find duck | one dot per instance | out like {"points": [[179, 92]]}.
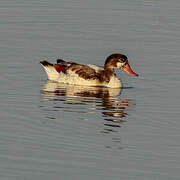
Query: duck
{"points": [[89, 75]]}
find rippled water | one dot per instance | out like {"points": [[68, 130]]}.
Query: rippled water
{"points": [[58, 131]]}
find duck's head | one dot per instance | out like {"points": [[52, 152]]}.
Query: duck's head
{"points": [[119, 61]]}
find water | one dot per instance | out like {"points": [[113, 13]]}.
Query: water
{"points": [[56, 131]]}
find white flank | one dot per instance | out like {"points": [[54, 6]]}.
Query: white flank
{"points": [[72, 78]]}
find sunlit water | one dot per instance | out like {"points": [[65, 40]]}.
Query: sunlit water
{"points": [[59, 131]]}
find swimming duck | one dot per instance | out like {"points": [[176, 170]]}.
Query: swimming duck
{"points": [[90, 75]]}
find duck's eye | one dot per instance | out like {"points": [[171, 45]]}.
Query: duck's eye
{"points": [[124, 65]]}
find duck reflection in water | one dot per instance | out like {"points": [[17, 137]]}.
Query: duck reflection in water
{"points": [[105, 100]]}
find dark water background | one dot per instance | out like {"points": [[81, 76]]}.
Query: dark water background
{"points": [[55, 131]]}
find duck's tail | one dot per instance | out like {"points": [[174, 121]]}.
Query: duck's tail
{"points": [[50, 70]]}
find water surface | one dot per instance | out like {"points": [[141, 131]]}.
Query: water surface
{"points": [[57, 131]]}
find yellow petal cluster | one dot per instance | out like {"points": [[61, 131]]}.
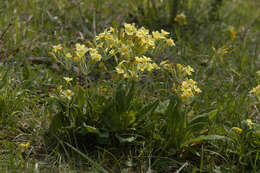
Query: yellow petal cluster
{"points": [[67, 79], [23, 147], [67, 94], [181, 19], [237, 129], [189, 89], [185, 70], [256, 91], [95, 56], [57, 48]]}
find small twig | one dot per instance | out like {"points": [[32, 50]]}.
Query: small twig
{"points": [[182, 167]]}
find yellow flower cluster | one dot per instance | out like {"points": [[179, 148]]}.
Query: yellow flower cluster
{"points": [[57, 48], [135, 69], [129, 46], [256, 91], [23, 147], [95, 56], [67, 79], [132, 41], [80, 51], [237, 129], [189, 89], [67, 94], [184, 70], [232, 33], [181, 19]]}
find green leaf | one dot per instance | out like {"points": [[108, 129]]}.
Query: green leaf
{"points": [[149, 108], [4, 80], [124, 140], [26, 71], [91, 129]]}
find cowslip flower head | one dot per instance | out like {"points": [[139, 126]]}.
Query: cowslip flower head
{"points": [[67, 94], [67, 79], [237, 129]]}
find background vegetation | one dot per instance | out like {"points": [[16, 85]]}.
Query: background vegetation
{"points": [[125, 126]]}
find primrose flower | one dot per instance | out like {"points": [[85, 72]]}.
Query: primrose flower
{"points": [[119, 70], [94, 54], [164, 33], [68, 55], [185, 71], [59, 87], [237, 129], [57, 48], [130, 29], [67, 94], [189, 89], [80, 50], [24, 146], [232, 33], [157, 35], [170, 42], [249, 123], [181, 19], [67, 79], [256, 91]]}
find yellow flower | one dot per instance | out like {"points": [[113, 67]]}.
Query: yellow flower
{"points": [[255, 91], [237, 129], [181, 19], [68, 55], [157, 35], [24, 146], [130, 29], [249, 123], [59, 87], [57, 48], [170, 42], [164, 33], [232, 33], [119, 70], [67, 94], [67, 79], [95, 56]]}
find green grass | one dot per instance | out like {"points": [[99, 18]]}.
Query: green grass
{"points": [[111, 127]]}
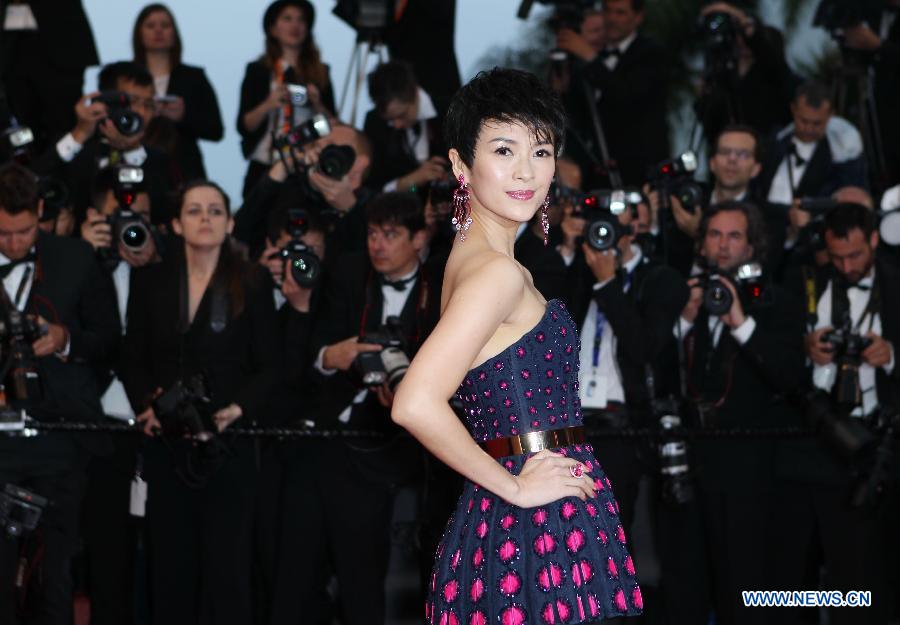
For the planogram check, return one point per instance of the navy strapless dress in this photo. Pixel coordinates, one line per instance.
-.-.-
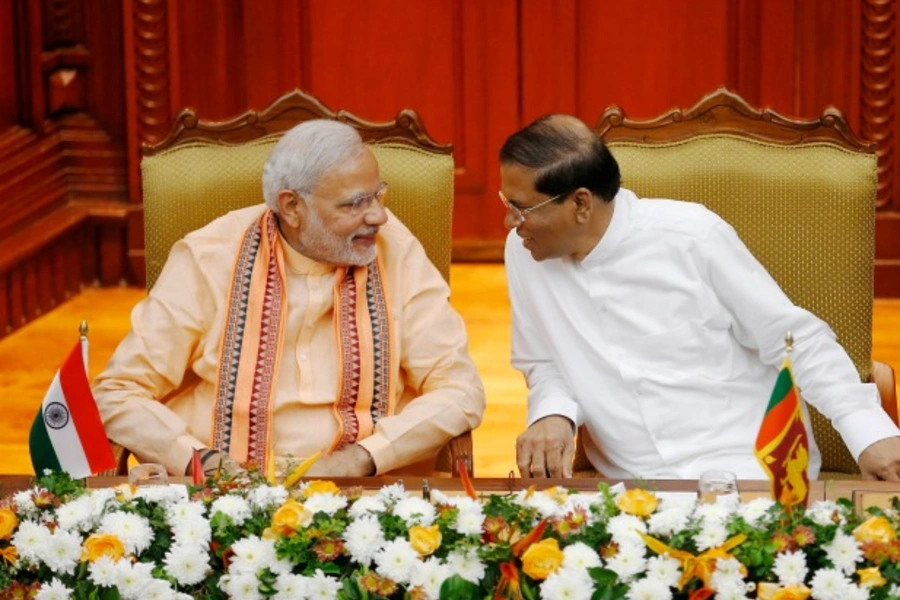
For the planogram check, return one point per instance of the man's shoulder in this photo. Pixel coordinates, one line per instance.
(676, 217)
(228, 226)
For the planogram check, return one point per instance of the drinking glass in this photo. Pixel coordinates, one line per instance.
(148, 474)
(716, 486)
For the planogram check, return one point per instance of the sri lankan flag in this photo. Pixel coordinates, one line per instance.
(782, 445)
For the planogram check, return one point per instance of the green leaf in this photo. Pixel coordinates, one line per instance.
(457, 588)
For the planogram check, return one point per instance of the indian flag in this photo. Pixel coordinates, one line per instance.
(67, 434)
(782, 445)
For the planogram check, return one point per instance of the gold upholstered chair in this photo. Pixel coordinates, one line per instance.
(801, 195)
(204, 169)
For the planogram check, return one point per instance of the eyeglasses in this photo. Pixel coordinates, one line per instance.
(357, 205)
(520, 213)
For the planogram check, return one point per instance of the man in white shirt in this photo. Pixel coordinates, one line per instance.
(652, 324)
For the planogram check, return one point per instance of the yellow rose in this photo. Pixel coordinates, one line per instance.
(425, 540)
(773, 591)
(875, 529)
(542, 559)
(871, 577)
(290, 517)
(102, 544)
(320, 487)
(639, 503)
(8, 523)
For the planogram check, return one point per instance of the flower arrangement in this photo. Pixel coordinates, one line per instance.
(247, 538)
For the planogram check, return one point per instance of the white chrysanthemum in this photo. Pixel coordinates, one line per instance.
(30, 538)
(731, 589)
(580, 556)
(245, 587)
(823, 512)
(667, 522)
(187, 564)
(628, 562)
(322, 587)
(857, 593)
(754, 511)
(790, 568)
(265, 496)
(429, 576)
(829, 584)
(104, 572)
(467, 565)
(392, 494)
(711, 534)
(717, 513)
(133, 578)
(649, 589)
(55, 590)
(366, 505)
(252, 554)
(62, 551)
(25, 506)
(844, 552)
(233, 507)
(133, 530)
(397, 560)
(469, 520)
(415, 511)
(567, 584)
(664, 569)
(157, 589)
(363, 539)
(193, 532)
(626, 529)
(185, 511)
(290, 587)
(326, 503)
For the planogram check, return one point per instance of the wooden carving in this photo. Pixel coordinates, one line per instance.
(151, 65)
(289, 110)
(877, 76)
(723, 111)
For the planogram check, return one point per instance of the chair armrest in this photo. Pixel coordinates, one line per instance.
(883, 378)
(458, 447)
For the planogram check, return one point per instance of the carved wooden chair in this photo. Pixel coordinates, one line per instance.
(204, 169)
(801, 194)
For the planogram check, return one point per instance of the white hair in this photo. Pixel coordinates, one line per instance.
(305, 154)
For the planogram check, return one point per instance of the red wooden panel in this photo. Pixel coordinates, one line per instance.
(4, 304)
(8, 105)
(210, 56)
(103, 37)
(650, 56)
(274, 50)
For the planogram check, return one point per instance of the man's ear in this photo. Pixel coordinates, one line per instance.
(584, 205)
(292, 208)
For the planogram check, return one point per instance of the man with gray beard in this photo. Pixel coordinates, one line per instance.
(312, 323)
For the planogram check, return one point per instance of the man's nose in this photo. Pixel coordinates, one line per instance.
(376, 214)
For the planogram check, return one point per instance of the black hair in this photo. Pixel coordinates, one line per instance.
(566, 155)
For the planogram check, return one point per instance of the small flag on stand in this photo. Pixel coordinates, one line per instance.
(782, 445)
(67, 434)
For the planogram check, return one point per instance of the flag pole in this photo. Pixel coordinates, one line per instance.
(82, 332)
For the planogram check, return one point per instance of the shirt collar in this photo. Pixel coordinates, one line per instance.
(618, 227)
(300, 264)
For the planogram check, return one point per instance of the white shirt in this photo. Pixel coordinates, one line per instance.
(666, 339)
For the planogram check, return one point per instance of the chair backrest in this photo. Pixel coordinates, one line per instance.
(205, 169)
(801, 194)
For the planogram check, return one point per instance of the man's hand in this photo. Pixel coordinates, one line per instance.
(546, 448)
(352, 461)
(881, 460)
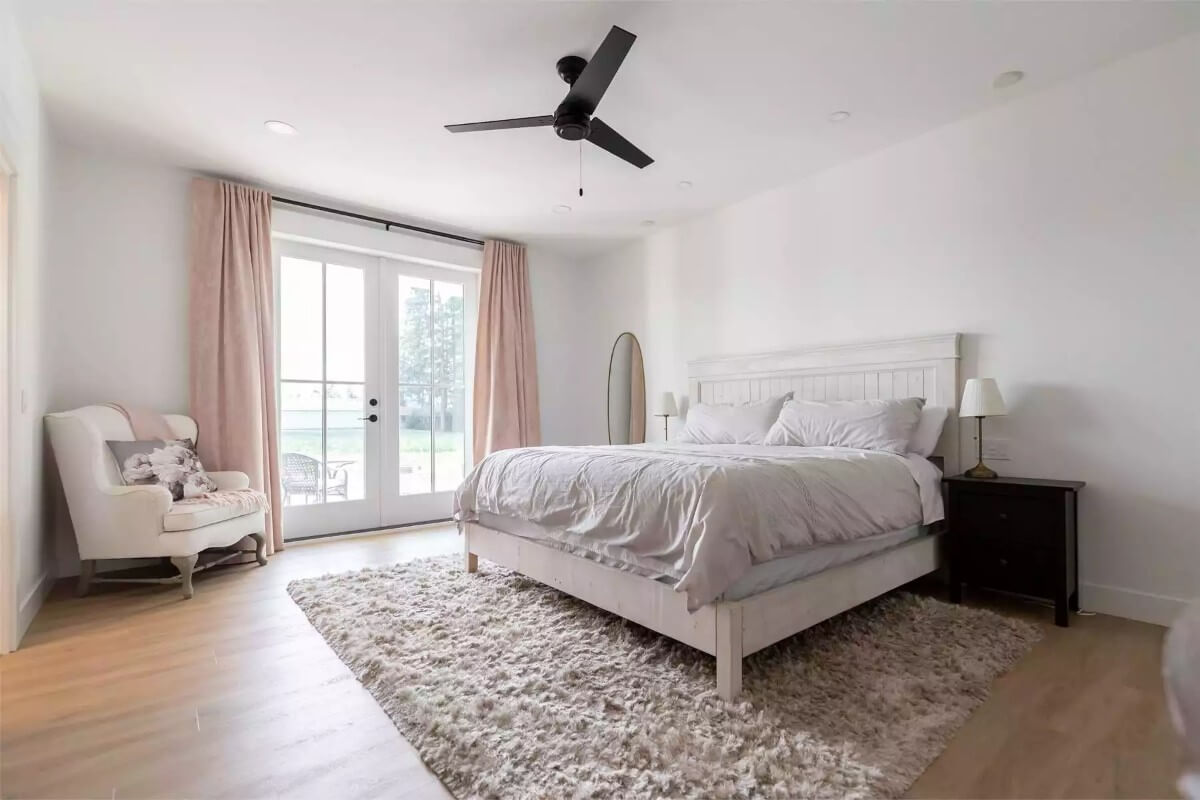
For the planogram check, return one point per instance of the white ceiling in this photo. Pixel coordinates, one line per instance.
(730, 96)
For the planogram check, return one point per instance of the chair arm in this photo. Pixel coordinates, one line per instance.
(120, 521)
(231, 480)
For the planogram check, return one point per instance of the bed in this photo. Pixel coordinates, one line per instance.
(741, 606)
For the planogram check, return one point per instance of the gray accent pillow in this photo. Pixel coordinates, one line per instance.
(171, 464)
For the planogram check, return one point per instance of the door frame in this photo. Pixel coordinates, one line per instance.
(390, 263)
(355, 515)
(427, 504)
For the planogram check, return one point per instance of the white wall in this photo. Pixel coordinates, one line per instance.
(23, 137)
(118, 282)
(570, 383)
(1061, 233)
-.-.-
WORK TASK: Above are the records. Copy only the lines from the one with "Query: sunlit water" through the one with "find cowslip flower", exactly, with no pictures.

FINAL ANSWER:
Query: sunlit water
{"points": [[59, 131]]}
find swimming duck | one dot per instance | out like {"points": [[176, 170]]}.
Query: swimming duck
{"points": [[90, 75]]}
find duck's eye | one dot per instance | out like {"points": [[171, 45]]}.
Query: duck's eye
{"points": [[124, 65]]}
find duck reflection in water | one dot per instance | out like {"points": [[17, 137]]}.
Query: duck reflection in water
{"points": [[105, 100]]}
find dark water background | one dot per instance | out like {"points": [[81, 76]]}.
Query: dark water background
{"points": [[55, 131]]}
find duck's tail | one dot per instance | out like {"points": [[174, 121]]}.
Query: duck's tail
{"points": [[50, 70]]}
find water surface | one dot per instance | out like {"points": [[141, 131]]}.
Query: water surface
{"points": [[57, 131]]}
find yellow petal cluster | one dot per instance | out like {"points": [[61, 131]]}.
Query: yellow petal cluster
{"points": [[67, 79], [23, 147], [67, 94], [181, 19], [237, 129], [189, 89], [185, 70], [256, 91], [95, 56], [57, 48]]}
find small twig | one dot per instance | out like {"points": [[32, 50]]}.
Query: small twig
{"points": [[182, 167]]}
find yellow flower cluster | one dot per instance | out like {"points": [[179, 148]]}.
Query: yellow flower cluster
{"points": [[57, 48], [135, 69], [129, 46], [256, 91], [23, 147], [95, 56], [67, 79], [132, 41], [80, 51], [237, 129], [189, 89], [67, 94], [184, 70], [232, 33], [181, 19]]}
find green leaf | one dot per instance | out like {"points": [[108, 129]]}.
Query: green leaf
{"points": [[149, 108], [4, 80], [124, 140], [26, 71], [91, 129]]}
find cowslip flower head | one dot per instance | out like {"points": [[139, 126]]}.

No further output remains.